▸ **本文抜粋**:
########################################

学校連携・一者二社制

一人二社制を味方にする|学校推薦を勝ち取る企業の条件

著者: 株式会社ゆめスタ
一人二社制を味方にする|学校推薦を勝ち取る企業の条件

「学校推薦がもらえない」「学校訪問しても生徒を紹介してもらえない」—そんな悩みを抱えていませんか?

高卒採用において、学校からの推薦は採用成功の生命線です。しかし、2025年3月卒業生から複数の府県で「一人二社制」が導入され、高卒採用のルールが大きく変わりつつあります。

実際に、2025年は秋田、茨城、大阪、和歌山、沖縄の5府県が9月から一人二社制を導入し、企業には新たな対応が求められています。この変化を理解し、学校から推薦をもらい続ける企業になることが、今後の採用成功の鍵です。

この記事では、一人二社制の最新動向と、学校推薦を勝ち取るために企業が取るべき具体的な対策を解説します。

一人二社制を味方にする

この記事で分かること

  • 一人二社制の仕組みと2025年の最新状況
  • 学校推薦が採用成功に不可欠な理由
  • 学校から信頼される企業の5つの条件
  • 一人二社制時代に企業が取るべき具体的な対策

読了時間: 約8分


目次

  1. 一人二社制とは?高卒採用の新ルールを理解する
  2. 学校推薦の仕組みと重要性
  3. 学校から信頼される企業の5つの条件
  4. 一人二社制時代に企業が取るべき対策
  5. 学校推薦を勝ち取るための具体的アクション
  6. まとめ

一人二社制とは?高卒採用の新ルールを理解する

一人一社制から一人二社制への移行

高卒採用には、大卒採用にはない独自のルール「一人一社制」があります。

一人一社制とは:応募解禁日から一定期間、一人の高校生が応募できる企業を一社に限定する制度です。

この制度は「高校生を守る」という考え方に基づいており、過度な就職活動や企業間競争により、学業に支障が出ないようにという配慮から設けられています。

しかし近年、この制度には以下のような課題が指摘されてきました:

  • 採用ミスマッチが起こりやすい:企業も生徒もお互いへの理解を深められないまま内定・入社してしまう
  • 高卒3年離職率40%の一因:ミスマッチによる早期離職が多発
  • 生徒の選択肢が限定される:一社しか受けられないため、自分に合った企業を見つけにくい

こうした背景から、一部の都道府県では「一人二社制」への移行が進んでいます。

2025年の最新状況:5府県が9月から導入

2025年3月卒業生に関して、以下の5府県が9月の選考開始日から一人二社制を導入しています:

  1. 秋田県
  2. 茨城県
  3. 大阪府
  4. 和歌山県
  5. 沖縄県

他の多くの都道府県では、10月または11月から一人二社制に移行する形をとっています。

########################################

▸ **項目一覧**:
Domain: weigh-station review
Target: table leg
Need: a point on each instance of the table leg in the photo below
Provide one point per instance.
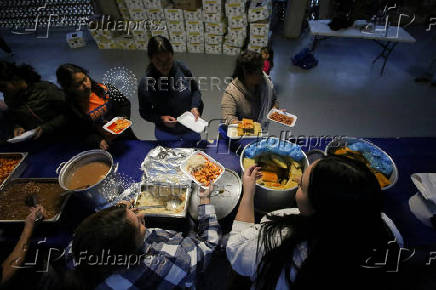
(388, 47)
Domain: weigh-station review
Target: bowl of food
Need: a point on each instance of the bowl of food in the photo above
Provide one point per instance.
(202, 169)
(282, 164)
(377, 160)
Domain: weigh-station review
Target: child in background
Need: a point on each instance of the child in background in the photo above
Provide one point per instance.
(267, 56)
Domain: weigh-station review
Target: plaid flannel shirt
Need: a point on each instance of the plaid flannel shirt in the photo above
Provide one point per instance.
(171, 260)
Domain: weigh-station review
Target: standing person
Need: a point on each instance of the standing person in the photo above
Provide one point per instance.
(167, 91)
(31, 103)
(250, 94)
(267, 56)
(93, 105)
(159, 259)
(326, 242)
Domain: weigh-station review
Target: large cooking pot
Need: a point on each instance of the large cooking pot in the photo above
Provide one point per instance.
(268, 199)
(101, 193)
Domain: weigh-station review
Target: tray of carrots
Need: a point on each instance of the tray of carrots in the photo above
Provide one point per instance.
(202, 169)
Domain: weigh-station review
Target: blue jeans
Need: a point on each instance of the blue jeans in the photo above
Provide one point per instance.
(188, 139)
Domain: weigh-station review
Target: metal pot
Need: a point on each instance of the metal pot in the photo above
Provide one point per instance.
(268, 199)
(100, 193)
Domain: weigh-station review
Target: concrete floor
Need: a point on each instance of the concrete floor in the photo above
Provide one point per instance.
(343, 95)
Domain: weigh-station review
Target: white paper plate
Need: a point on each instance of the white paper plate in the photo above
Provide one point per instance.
(106, 126)
(282, 113)
(23, 137)
(185, 171)
(187, 119)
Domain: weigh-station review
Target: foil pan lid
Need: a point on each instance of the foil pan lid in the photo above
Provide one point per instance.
(162, 166)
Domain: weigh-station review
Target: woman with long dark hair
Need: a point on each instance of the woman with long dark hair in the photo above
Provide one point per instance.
(93, 105)
(31, 103)
(167, 91)
(330, 241)
(250, 94)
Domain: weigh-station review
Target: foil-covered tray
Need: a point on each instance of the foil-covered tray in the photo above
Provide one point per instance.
(161, 166)
(19, 168)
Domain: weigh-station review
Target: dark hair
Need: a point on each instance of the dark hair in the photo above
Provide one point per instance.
(248, 61)
(64, 75)
(158, 44)
(106, 230)
(12, 72)
(341, 234)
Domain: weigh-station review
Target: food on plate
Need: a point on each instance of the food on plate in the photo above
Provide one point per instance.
(173, 199)
(87, 175)
(278, 172)
(248, 127)
(382, 178)
(282, 118)
(7, 165)
(12, 199)
(202, 169)
(119, 125)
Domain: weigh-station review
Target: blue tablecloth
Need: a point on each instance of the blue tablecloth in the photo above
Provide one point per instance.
(410, 155)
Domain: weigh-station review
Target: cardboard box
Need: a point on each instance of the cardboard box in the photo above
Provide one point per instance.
(212, 17)
(235, 8)
(237, 32)
(155, 4)
(194, 26)
(213, 6)
(261, 41)
(155, 14)
(237, 21)
(259, 29)
(211, 38)
(187, 4)
(195, 47)
(179, 46)
(195, 15)
(174, 14)
(176, 25)
(259, 10)
(257, 49)
(177, 36)
(231, 50)
(234, 41)
(215, 28)
(213, 48)
(195, 37)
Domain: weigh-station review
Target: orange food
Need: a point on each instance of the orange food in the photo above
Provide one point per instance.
(7, 165)
(119, 125)
(281, 118)
(207, 173)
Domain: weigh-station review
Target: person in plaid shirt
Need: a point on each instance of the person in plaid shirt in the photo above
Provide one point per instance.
(113, 249)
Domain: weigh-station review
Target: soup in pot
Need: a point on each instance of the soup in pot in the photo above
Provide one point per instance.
(87, 175)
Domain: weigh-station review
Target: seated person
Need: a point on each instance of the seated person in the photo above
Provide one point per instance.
(250, 95)
(326, 242)
(12, 264)
(31, 103)
(167, 91)
(93, 105)
(159, 259)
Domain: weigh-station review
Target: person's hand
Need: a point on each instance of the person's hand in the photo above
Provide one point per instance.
(249, 179)
(169, 121)
(104, 145)
(196, 113)
(36, 213)
(18, 131)
(38, 134)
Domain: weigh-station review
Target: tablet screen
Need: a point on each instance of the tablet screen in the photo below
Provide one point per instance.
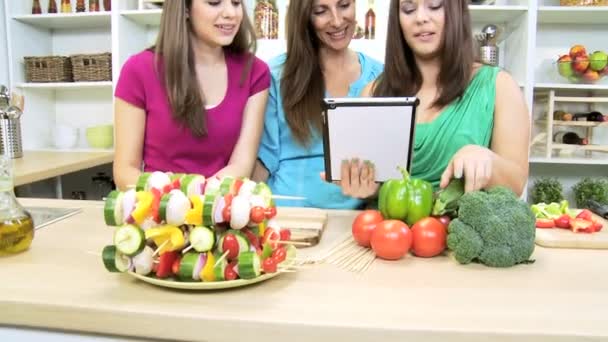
(380, 130)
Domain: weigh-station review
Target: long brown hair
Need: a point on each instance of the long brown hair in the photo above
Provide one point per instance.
(174, 45)
(302, 84)
(401, 76)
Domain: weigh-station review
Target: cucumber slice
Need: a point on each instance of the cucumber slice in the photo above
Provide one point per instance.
(191, 184)
(108, 255)
(112, 210)
(208, 209)
(187, 266)
(202, 239)
(226, 185)
(114, 260)
(249, 265)
(129, 239)
(142, 181)
(244, 244)
(220, 268)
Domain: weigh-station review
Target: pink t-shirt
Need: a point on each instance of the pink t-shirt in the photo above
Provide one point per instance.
(170, 146)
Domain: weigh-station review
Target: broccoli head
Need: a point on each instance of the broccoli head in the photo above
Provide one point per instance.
(493, 227)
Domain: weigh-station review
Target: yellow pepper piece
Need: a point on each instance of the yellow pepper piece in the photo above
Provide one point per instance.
(262, 228)
(195, 215)
(143, 206)
(207, 273)
(171, 238)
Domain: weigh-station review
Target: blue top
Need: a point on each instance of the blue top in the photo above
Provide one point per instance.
(294, 169)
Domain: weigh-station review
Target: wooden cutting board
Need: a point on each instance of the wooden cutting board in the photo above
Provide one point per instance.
(564, 238)
(306, 224)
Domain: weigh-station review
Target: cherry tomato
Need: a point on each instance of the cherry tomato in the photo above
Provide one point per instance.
(269, 265)
(364, 224)
(230, 245)
(285, 234)
(271, 236)
(279, 254)
(257, 214)
(229, 272)
(445, 220)
(271, 212)
(428, 237)
(391, 239)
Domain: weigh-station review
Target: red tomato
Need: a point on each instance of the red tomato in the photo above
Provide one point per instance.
(445, 220)
(271, 212)
(231, 245)
(285, 234)
(279, 254)
(364, 224)
(269, 265)
(257, 214)
(229, 272)
(429, 237)
(391, 239)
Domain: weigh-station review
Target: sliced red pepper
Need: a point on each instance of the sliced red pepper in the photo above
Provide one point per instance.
(545, 223)
(580, 225)
(562, 221)
(165, 264)
(585, 214)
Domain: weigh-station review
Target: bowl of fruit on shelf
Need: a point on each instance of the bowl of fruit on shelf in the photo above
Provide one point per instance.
(578, 66)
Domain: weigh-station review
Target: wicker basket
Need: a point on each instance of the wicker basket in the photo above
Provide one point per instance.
(48, 69)
(94, 67)
(583, 2)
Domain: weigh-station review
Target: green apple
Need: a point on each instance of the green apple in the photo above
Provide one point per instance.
(564, 66)
(599, 60)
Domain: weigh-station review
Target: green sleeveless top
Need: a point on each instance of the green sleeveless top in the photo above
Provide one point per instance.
(466, 121)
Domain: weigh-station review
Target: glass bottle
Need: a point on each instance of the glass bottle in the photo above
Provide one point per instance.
(52, 6)
(36, 9)
(370, 21)
(16, 224)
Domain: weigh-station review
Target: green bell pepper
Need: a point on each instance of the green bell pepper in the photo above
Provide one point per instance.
(405, 199)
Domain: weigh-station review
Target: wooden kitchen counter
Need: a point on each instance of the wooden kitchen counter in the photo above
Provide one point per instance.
(39, 165)
(60, 283)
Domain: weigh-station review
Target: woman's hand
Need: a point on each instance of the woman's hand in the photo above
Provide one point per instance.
(358, 179)
(474, 163)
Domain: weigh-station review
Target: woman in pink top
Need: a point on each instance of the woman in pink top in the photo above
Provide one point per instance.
(194, 103)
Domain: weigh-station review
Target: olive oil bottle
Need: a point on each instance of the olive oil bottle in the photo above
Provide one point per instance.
(16, 224)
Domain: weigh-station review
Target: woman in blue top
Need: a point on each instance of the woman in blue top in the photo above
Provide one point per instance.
(318, 64)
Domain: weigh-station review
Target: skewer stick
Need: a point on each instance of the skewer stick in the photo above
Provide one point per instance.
(221, 258)
(160, 247)
(295, 243)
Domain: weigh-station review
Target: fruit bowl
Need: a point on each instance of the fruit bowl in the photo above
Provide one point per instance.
(580, 67)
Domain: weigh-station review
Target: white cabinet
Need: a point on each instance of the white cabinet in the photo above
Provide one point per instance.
(534, 33)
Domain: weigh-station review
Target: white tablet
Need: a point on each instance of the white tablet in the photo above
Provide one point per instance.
(378, 129)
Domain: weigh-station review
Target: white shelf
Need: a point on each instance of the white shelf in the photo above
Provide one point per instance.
(496, 14)
(573, 15)
(576, 161)
(150, 17)
(66, 85)
(67, 20)
(567, 86)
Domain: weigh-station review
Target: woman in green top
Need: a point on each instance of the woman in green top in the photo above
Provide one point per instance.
(472, 120)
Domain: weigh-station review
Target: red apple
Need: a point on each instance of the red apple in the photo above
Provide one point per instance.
(580, 64)
(591, 76)
(577, 50)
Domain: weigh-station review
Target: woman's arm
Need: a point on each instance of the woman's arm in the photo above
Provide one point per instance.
(245, 152)
(511, 136)
(130, 124)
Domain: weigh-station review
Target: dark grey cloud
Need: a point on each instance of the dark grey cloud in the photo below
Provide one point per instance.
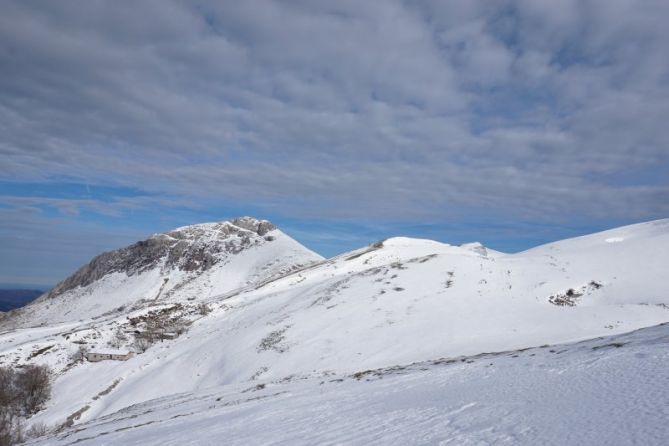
(390, 110)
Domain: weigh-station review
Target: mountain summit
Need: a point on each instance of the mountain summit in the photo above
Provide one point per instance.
(198, 261)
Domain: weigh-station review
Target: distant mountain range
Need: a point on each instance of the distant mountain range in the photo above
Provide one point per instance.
(11, 299)
(239, 318)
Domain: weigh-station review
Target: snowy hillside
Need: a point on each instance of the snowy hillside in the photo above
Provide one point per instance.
(190, 263)
(612, 390)
(256, 308)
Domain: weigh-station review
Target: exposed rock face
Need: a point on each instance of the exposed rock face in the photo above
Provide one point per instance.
(190, 248)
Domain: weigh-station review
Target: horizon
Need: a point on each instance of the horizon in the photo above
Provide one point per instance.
(514, 124)
(45, 286)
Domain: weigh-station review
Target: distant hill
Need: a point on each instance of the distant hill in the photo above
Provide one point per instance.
(11, 299)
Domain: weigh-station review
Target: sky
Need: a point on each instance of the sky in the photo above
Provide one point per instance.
(512, 123)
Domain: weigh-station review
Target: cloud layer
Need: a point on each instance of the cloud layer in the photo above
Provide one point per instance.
(389, 111)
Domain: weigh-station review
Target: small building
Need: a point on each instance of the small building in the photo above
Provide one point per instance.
(108, 355)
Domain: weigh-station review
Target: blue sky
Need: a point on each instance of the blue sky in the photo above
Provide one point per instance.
(512, 123)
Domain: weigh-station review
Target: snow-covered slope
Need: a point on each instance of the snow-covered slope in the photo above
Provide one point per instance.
(612, 390)
(394, 302)
(189, 263)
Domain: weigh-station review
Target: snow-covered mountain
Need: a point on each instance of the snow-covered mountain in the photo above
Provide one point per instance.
(608, 391)
(189, 263)
(257, 309)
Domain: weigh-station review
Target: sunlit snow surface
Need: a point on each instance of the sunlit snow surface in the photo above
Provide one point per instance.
(613, 390)
(395, 303)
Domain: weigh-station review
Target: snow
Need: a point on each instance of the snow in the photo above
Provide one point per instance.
(613, 390)
(280, 313)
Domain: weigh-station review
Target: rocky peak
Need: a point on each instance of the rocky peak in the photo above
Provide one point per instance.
(190, 248)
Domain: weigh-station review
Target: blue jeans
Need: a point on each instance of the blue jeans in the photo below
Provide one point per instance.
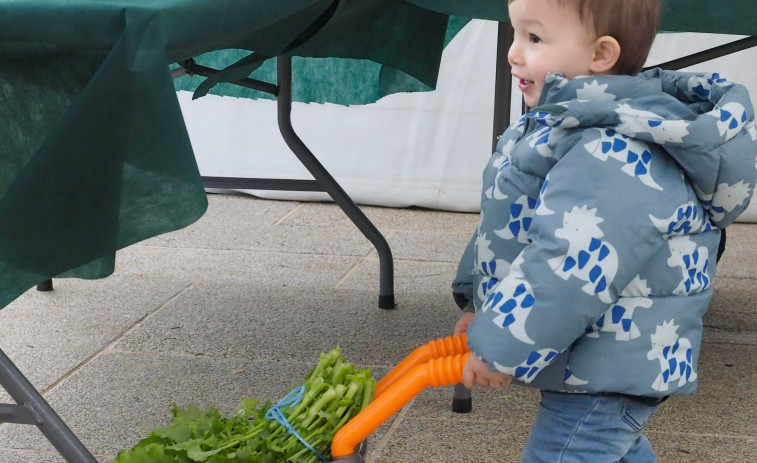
(592, 428)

########################################

▸ **演習の課題**:
• A. 次の(i)〜(iii)が一人二社制に関する記事の内容と合っているかを判断してください。それぞれ「はい」か「いいえ」で答え、根拠となる本文の語句をそのまま引用してください。(i) 2025年は秋田、茨城、大阪、和歌山、沖縄の5府県が9月から一人二社制を導入した。(ii) 一人一社制は、大卒採用にも共通するルールである。(iii) 他の多くの都道府県は、12月から一人二社制に移行する。
• B. 一人二社制に関する記事の本文を、最後の文の次から書き継いでください。
上の項目は、本文とは別に用意された資料です。

▸ **課題の解答**:
• A.
(i) はい。「2025年は秋田、茨城、大阪、和歌山、沖縄の5府県が9月から一人二社制を導入し」
(ii) いいえ。「高卒採用には、大卒採用にはない独自のルール「一人一社制」があります。」
(iii) いいえ。「他の多くの都道府県では、10月または11月から一人二社制に移行する形をとっています。」

• B.
一人二社制の特徴

  • 高校生が同時に2社まで応募・推薦を受けられる
  • 選考期間が長期化する可能性
  • 内定辞退のリスクが増加

出典: 高卒採用Lab「高卒採用の『一人一社制』ってどんなルールなの?」(2024年)

企業への影響

一人二社制の導入により、企業には以下の影響があります:

メリット

  • より多くの生徒と接触できる:応募者数が増える可能性
  • 生徒の納得感が高まる:複数社を比較検討できるため、入社後のミスマッチが減少

デメリット

  • 内定辞退のリスク増加:生徒が2社から内定を得た場合、どちらかを辞退する
  • 選考期間の長期化:生徒の判断に時間がかかる
  • 競合他社との比較が激化:企業の魅力を明確に伝える必要性が高まる

特に採用難に直面している地方・中小企業にとっては、これまで「決まった学校から、決まった数の若者を確保できる」というメリットが薄れ、より戦略的な採用活動が求められる時代になっています。


学校推薦の仕組みと重要性

学校推薦とは何か

学校推薦とは、高校の進路指導の先生が「この生徒は真面目で能力もあるので、ぜひ採用をご検討ください」と企業に自信を持って紹介する制度です。

学校推薦には以下の特徴があります:

  1. 限られた生徒にのみ与えられる:成績や日常の評価が優秀な生徒が対象
  2. 学校の信頼がかかっている:推薦した生徒が問題を起こせば、学校の評判が傷つく
  3. 企業にとって信頼性が高い:学校が太鼓判を押した生徒なので、採用リスクが低い

なぜ学校推薦が採用成功の鍵なのか

高卒採用において、学校推薦は採用成功率を劇的に高める最も重要な要素です。

学校推薦がある企業とない企業の違い

項目 学校推薦あり 学校推薦なし
応募者数 安定的に確保 応募が来ない
生徒の質 成績・人物ともに優秀 不確定
内定承諾率 高い(80%以上) 低い(50%以下)
定着率 高い 低い

学校から推薦をもらえる企業は、毎年安定的に優秀な高校生を採用できるのに対し、推薦がない企業は応募すら来ない状況に陥ります。

学校推薦がないと採用できない理由

高卒採用市場では、以下の理由から学校推薦が不可欠です:

理由①:高校生は学校の指導に従う

高校生の就職活動は、学校主導で進められます。進路指導の先生が「この企業はおすすめ」と言えば、生徒はその企業を志望します。逆に、先生が推薦しない企業には、応募しないことが一般的です。

理由②:求人倍率4.67倍の厳しい市場

2024年3月卒業生の高卒求人倍率は4.67倍と、大卒の1.7倍を大きく上回っています。つまり、1人の高校生に対して4.67社が求人を出している超売り手市場です。

この環境下では、学校推薦がない企業は選ばれる土俵にすら立てないのが現実です。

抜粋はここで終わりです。